Dataset items:
+++++

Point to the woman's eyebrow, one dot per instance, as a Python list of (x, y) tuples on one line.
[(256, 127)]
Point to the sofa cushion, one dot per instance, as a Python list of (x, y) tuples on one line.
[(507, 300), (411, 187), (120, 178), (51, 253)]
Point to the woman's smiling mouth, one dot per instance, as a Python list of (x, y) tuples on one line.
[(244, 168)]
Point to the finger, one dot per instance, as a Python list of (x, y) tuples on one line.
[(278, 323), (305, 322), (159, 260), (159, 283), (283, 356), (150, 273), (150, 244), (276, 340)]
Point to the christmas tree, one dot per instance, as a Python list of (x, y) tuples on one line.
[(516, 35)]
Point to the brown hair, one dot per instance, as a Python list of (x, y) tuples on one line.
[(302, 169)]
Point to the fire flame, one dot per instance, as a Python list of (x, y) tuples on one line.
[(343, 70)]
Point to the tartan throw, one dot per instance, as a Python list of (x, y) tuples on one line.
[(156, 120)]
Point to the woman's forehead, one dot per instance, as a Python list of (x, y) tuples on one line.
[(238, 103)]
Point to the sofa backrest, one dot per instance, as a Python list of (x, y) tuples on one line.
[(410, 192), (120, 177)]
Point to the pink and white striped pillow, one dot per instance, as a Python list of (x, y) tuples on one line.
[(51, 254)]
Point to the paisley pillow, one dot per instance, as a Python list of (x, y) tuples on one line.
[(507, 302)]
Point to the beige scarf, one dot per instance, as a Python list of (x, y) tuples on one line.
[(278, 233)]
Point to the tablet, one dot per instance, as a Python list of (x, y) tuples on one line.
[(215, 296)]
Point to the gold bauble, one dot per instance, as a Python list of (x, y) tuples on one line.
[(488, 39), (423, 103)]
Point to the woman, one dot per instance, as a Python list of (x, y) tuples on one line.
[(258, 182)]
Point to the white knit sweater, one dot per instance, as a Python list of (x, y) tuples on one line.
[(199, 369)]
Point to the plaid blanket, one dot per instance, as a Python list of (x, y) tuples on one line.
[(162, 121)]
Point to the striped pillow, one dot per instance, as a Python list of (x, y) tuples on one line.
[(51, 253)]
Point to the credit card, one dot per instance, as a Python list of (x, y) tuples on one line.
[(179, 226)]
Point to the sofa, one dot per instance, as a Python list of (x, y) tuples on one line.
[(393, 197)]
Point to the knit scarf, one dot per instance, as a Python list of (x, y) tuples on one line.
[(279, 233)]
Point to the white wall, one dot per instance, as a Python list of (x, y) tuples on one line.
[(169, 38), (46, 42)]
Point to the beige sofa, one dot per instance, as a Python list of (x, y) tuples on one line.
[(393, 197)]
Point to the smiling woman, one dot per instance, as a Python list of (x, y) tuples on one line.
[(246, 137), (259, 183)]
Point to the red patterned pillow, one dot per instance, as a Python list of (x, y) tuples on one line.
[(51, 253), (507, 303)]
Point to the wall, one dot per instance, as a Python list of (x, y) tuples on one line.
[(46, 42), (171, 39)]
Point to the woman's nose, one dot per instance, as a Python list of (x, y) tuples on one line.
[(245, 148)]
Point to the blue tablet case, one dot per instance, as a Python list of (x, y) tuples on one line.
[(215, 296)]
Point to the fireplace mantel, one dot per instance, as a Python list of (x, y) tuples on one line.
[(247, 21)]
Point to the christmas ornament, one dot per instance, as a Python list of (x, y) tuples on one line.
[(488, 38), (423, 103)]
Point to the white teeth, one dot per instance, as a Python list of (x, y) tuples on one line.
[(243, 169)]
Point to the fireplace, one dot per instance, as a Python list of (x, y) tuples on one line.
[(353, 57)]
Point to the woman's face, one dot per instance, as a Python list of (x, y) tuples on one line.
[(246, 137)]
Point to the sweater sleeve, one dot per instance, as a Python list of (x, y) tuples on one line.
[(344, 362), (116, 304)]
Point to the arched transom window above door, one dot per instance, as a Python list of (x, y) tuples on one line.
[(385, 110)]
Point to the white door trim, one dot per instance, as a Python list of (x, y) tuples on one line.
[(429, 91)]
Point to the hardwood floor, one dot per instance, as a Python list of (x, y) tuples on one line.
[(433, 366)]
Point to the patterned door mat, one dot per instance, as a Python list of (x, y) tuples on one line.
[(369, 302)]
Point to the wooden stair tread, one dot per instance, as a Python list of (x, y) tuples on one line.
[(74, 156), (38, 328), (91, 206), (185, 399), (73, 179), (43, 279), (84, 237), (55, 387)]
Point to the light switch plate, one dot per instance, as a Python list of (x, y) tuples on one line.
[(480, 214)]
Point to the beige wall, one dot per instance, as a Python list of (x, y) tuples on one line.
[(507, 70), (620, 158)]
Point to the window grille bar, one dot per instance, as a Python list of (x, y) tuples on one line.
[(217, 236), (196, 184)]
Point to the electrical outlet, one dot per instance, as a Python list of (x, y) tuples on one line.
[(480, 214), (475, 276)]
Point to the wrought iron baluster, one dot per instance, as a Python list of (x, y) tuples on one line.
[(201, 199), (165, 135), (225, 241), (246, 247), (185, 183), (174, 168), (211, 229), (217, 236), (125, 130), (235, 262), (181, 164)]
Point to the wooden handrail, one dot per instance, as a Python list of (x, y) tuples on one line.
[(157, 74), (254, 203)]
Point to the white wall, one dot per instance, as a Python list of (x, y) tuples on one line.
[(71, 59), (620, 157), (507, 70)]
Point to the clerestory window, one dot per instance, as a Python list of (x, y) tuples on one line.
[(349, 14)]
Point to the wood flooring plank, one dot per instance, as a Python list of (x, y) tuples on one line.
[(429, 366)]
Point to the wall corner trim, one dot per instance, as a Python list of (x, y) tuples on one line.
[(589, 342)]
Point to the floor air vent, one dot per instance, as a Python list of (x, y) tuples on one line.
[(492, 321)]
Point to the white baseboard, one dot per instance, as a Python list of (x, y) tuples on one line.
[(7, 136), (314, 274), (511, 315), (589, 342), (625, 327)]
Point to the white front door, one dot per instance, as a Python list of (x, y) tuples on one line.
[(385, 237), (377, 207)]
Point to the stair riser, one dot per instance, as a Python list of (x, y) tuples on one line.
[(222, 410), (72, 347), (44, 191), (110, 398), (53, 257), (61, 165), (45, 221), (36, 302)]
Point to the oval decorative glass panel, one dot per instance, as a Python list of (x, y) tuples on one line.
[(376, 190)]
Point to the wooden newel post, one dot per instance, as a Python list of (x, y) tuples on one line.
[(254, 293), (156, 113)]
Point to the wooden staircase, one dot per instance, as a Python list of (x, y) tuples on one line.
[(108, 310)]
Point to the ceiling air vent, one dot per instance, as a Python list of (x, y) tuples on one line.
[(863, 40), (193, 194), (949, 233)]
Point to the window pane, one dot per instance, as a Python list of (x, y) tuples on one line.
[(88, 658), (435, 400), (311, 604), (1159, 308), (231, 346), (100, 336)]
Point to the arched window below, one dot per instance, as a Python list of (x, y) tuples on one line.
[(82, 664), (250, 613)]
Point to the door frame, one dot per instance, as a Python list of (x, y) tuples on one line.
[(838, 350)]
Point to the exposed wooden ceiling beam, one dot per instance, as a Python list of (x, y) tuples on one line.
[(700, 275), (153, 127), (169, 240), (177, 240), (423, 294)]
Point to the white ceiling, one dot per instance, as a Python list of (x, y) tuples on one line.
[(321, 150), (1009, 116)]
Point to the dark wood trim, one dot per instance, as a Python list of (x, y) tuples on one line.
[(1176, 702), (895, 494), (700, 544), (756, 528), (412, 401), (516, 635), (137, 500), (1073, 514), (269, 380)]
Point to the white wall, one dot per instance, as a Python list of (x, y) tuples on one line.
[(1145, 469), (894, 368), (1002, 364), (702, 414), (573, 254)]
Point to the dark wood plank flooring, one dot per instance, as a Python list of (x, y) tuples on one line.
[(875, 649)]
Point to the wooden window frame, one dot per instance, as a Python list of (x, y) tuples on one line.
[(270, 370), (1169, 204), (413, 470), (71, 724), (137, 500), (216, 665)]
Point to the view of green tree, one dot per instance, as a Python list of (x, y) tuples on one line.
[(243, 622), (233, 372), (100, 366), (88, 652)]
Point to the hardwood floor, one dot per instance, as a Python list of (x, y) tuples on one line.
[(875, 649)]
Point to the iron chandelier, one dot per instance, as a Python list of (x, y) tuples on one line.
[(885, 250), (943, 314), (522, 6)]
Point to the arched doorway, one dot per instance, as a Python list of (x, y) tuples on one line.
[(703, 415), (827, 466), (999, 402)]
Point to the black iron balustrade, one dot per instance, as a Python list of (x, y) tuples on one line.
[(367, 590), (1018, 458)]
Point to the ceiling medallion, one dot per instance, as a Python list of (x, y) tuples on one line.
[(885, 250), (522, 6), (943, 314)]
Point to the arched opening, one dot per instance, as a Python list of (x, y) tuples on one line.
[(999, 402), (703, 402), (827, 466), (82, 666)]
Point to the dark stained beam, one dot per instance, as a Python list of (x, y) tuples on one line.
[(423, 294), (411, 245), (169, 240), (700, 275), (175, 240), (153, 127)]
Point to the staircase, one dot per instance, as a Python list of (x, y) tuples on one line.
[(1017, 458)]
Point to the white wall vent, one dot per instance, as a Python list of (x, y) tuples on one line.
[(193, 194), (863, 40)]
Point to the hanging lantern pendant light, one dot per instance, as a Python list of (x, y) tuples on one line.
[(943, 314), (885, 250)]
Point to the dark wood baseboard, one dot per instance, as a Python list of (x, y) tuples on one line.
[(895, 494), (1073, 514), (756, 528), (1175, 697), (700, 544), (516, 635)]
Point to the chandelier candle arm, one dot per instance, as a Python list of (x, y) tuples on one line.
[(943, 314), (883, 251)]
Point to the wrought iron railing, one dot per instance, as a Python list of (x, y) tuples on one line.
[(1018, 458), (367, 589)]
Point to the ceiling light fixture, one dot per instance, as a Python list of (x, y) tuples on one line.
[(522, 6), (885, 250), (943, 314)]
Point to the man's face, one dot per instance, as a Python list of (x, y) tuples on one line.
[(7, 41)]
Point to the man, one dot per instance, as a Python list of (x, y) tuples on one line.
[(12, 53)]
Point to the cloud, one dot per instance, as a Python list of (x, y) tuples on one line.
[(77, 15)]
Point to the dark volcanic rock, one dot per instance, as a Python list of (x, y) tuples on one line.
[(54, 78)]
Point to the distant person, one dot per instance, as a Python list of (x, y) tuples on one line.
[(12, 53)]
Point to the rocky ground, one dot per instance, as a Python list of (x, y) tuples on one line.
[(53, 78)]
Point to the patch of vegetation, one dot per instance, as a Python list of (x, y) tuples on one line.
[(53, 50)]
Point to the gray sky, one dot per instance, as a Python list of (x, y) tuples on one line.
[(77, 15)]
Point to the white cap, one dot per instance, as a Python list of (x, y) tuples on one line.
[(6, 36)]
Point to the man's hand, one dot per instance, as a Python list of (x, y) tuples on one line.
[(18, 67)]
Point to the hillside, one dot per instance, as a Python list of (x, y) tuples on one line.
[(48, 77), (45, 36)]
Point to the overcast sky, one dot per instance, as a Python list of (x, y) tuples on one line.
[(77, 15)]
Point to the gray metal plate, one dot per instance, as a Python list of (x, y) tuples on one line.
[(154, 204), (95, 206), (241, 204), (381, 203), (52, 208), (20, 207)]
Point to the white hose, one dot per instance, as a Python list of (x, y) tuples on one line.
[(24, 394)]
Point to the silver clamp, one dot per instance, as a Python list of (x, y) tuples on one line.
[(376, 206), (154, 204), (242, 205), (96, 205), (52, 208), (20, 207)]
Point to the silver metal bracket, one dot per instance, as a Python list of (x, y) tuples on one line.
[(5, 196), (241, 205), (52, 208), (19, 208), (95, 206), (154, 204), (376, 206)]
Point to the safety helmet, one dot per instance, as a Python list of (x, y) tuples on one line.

+++++

# [PROBLEM]
Produce an exact transcription of the lines from the one containing "Point to the overcast" through the end of the records, both included, and no other lines.

# [SOLUTION BELOW]
Point to the overcast sky, one dot per instance, as a Python list of (x, y) tuples on one line.
[(77, 15)]
Point to the gray metal plate, one dot per instance, as a Python list of (x, y) tuples on one line.
[(154, 204), (95, 206), (241, 204), (381, 203), (52, 208), (20, 207)]
Point to the white hose, one dot per instance, as a Python list of (x, y) tuples on one line.
[(24, 394)]
Point to the silver clamp, one dot per instance, as a Python list of (x, y) tuples on one line.
[(376, 206), (154, 204), (242, 205), (96, 205), (52, 208), (20, 207)]
Point to the silver metal bracket, one dot per instance, as a Python list of (x, y) tuples on one line.
[(5, 196), (241, 205), (52, 208), (19, 208), (95, 206), (154, 204), (376, 206)]
Point to the safety helmet, one dot per instance, as a Python list of (x, y) tuples on one line.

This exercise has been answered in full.